# Handwriting recognition

In [None]:
import numpy as np
import matplotlib.pyplot as plt
import jax.numpy as jnp
import jax
import time

## Data import and visualization

Import the MNIST train dataset ([https://en.wikipedia.org/wiki/MNIST_database](https://en.wikipedia.org/wiki/MNIST_database))

In [None]:
# This dataset is contained in the sample data directory of Google Colab online runtimes
data = np.genfromtxt('sample_data/mnist_train_small.csv', delimiter=',')
data.shape

Store the data in a matrix and the labels in a vector.

**REMARK**: in this lab we will work with features/classes on rows and samples on columns.

In [None]:
labels = data[:,0]
x_data = data[:,1:].transpose() / 255
labels.shape, x_data.shape

Visualize the first 30 pictures with the corresponding labels

In [None]:
fig, axs = plt.subplots(ncols = 10, nrows = 3, figsize = (20,6))
axs = axs.reshape((-1,))
for i in range(30):
  image_i = x_data[:,i].reshape((28,28))
  axs[i].imshow(image_i, cmap='gray')
  axs[i].set_title(int(labels[i]))
  axs[i].axis('off')

Create a [one-hot](https://en.wikipedia.org/wiki/One-hot) representation of the labels, that is a matrix where each row corresponds to a class (i.e. a digit).
the entries of the matrix are 1 if the sample corresponds to that digit, 0 otherwise.

In [None]:
y_data = np.zeros((10, 20000))
for i in range(10):
  y_data[i, labels==i] = 1

Check that the matrix has exactly one element "1" in each column.

In [None]:
row_sums = np.sum(y_data, axis = 0)
row_sums.min(), row_sums.max()

## ANN training

Write a function to initialize the parameters (with Glorot Normal initialization) and a function implementing a feedforward ANN with tanh activation function.

To the last layer of the ANN, apply a *soft-max* layer. If $z_1, \dots, z_n$ are the activations of the last layer neurons, the soft-max layer produces $\hat{z}_1, \dots, \hat{z}_n$, defined as
$$
\hat{z}_i = \frac{e^{z_i}}{\sum_{j=1}^n e^{z_j}}
$$
In this manner the outputs of the ANN satisfy by construction:
- $\hat{z}_i \in [0,1]$
- $\sum_{j=1}^n \hat{z}_j = 1$

Therefore, they can be intepreted as probabilities.

When the ANN will be trained, we will take the digit corresponding the the hightest proabability as prediction of the model.

Test the ANN and check that the above properties are satisfied.

Implement the following metrics:
- mean square error
- cross entropy
- accuracy (fraction of samples correctly classified)

In [None]:
def MSE(x, y, params):
  ...

def cross_entropy(x, y, params):
  ...

def accuracy(x, y, params):
  ...

print('MSE:       %f' % MSE(x_data, y_data, params))
print('X entropy: %f' % cross_entropy(x_data, y_data, params))
print('accuracy:  %f' % accuracy(x_data, y_data, params))

Put 10000 images in the training set and 1000 images in the validation set.

> [Data excerpt]
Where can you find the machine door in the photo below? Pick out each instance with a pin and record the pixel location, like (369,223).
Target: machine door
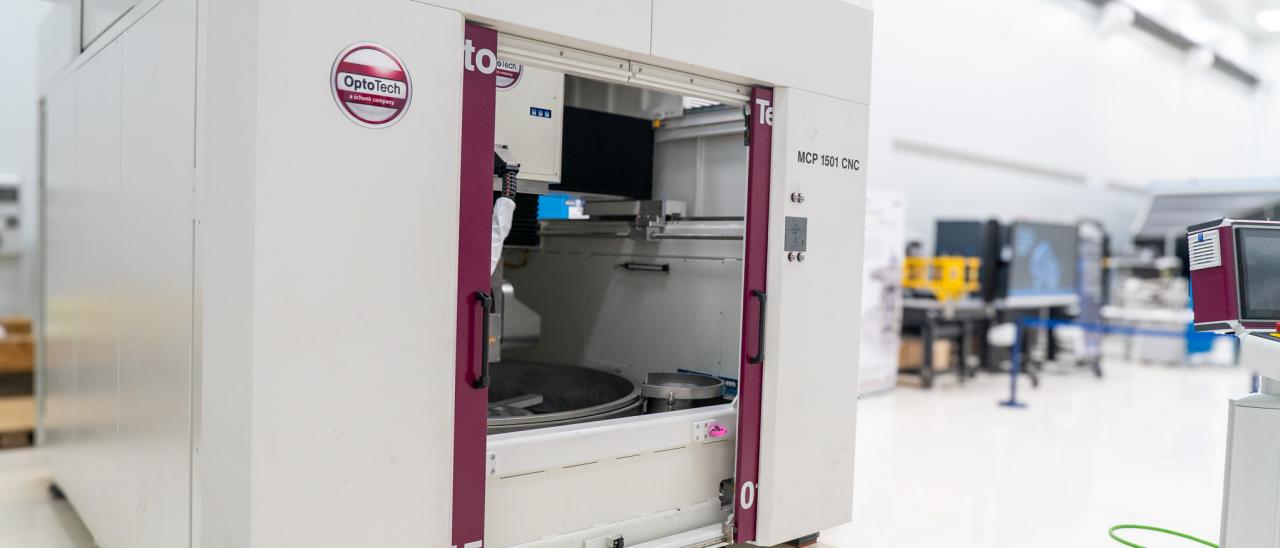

> [Task list]
a: Do these statements agree with the handwriting recognition notebook? Answer yes or no for each, quoting the words from the notebook that decide it.
(i) The feedforward ANN uses a ReLU activation function.
(ii) The pixel values are divided by 255.
(iii) The validation set holds 1000 images.
b: Please carry on with the handwriting recognition notebook, starting from the point where it stops.
The data comes from a source separate from the handwriting recognition notebook.

> [Expected responses]
a:
(i) No: "a feedforward ANN with tanh activation function"
(ii) Yes: "x_data = data[:,1:].transpose() / 255"
(iii) Yes: "1000 images in the validation set"

b:
Run this cell. We will use it later.

In [None]:
from IPython import display

class Callback:
  def __init__(self, refresh_rate = 250):
    self.refresh_rate = refresh_rate
    self.fig, self.axs = plt.subplots(1, figsize=(16,8))
    self.epoch = 0
    self.__call__(-1)

  def __call__(self, epoch):
    self.epoch = epoch
    if (epoch + 1) % self.refresh_rate == 0:
      self.draw()
      display.clear_output(wait=True)
      display.display(plt.gcf())
      time.sleep(1e-16)

  def draw(self):
    if self.epoch > 0:
      self.axs.clear()
      epochs = np.arange(1,len(history_train_Xen) + 1)
      self.axs.loglog(epochs, history_train_Xen, label = 'train_Xen')
      self.axs.loglog(epochs, history_valid_Xen, label = 'valid_Xen')
      self.axs.loglog(epochs, history_valid_MSE, label = 'valid_MSE')
      self.axs.loglog(epochs, history_valid_acc, label = 'valid_acc')

      self.axs.legend()
      self.axs.set_title('epoch %d - accuracy %0.1f%%' % (self.epoch + 1, 100*history_valid_acc[-1]))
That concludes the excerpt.